CHALLENGES:
1. List the three kinds of charms named in the passage on fetich beliefs.
2. In the records below, switch "tall building silhouette" to "skyscraper outline" and keep everything else the same. Leave the pictures out of your answer.

GIVEN TEXT:
____

The future is so vague that in the thought of most tribes it contains neither heaven nor hell; there is no certain reward or rest for goodness, nor positive punishment for badness. The future life is to each native largely a reproduction, on shadowy and intangible lines, of the works and interests and passions of this earthly life. In his present life, with its savagery and oppression and dominance of selfish greed and right of might, goodness has no reward. It is badness which in his personal experience makes the largest gains. From this point of view, while some acts are indeed called “good” and some “bad” (conscience proving its simple existence by the use of these words in the record of language), yet conscience is not much troubled by its possessor’s badness. There is little sense of the sinfulness of sin. There is only fear of possible human injury by human or subsidized spiritual enemies. This is all the salvation that is sought.
It is sought by prayer; by sacrifice, and by certain other ceremonies rendered to the spirit of the fetich or to other non-localized spirits; and by the use of charms or amulets.
These charms may be vocal, ritual, or material.
(1) The vocal are the utterance of cabalistic words deprecatory of evil or supplicatory of favor, which are supposed in a vague way to have power over the local spirits. These words or phrases, though sometimes coined by a person for himself or herself (and therefore like our slang having a known meaning), are often archaisms, handed down from ancestors and believed to possess efficiency, but whose meaning is forgotten. In this list would be included long incantations by the magic doctors and the Ibâtâ-blown blessing.
(2) Certain rites or ceremonies are performed for almost every child at some time during his or her infancy or youth, or subsequently as occasion may demand, in which a prohibition is laid upon the child in regard to the eating of some particular article of food or the doing of some special act. It is difficult to get at the exact object for this “orunda.” Certainly the prohibited food or act is not in itself evil; for all but the inhibited individual may eat of the food or commit the act as they please. Most natives blindly follow the “custom” of their ancestors, and are unable to give me the raison d’être of the rite itself. But I gather from the testimony of those best able to give a reason that the prohibited article or act is literally a sacrifice, ordained for the child by its parents and the magic doctor, as a gift to the governing spirit of its life. The thing prohibited thus becomes removed from the child’s common use and is made sacred to the spirit. It is therefore a sacrament. Any use of it by the child will thenceforth be a sacrilege which would draw down the spirit’s wrath in the form of sickness or other evil, and which can be atoned for only through expensive ceremonies and by gifts to the magician interceding for the offender.
Anything may be selected for an orunda. I do not know the ground for a selection. Why one child, perhaps a babe too young to have eaten of the to-be-prohibited thing, should be debarred forever from eating a chicken, or the liver or any other particular part, or any portion at all, of a goat or an ox or any other animal, I do not know. But that orunda is thenceforth faithfully complied with, even under pangs of hunger. It is like a Nazarite’s vow.

____

INPUT ROWS:
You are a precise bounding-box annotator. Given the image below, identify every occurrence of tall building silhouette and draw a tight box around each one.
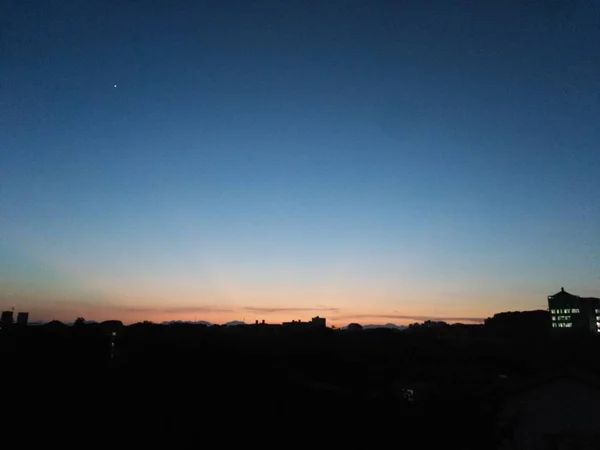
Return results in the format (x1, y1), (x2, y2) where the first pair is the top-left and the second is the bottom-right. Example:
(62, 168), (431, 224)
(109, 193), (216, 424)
(548, 288), (600, 333)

____

ANSWERS IN ORDER:
1. vocal, ritual, material

2.
You are a precise bounding-box annotator. Given the image below, identify every occurrence of skyscraper outline and draw a tight box around each one.
Return results in the format (x1, y1), (x2, y2) where the first pair is the top-left and the second is the bottom-right. Example:
(62, 168), (431, 224)
(109, 193), (216, 424)
(548, 288), (600, 333)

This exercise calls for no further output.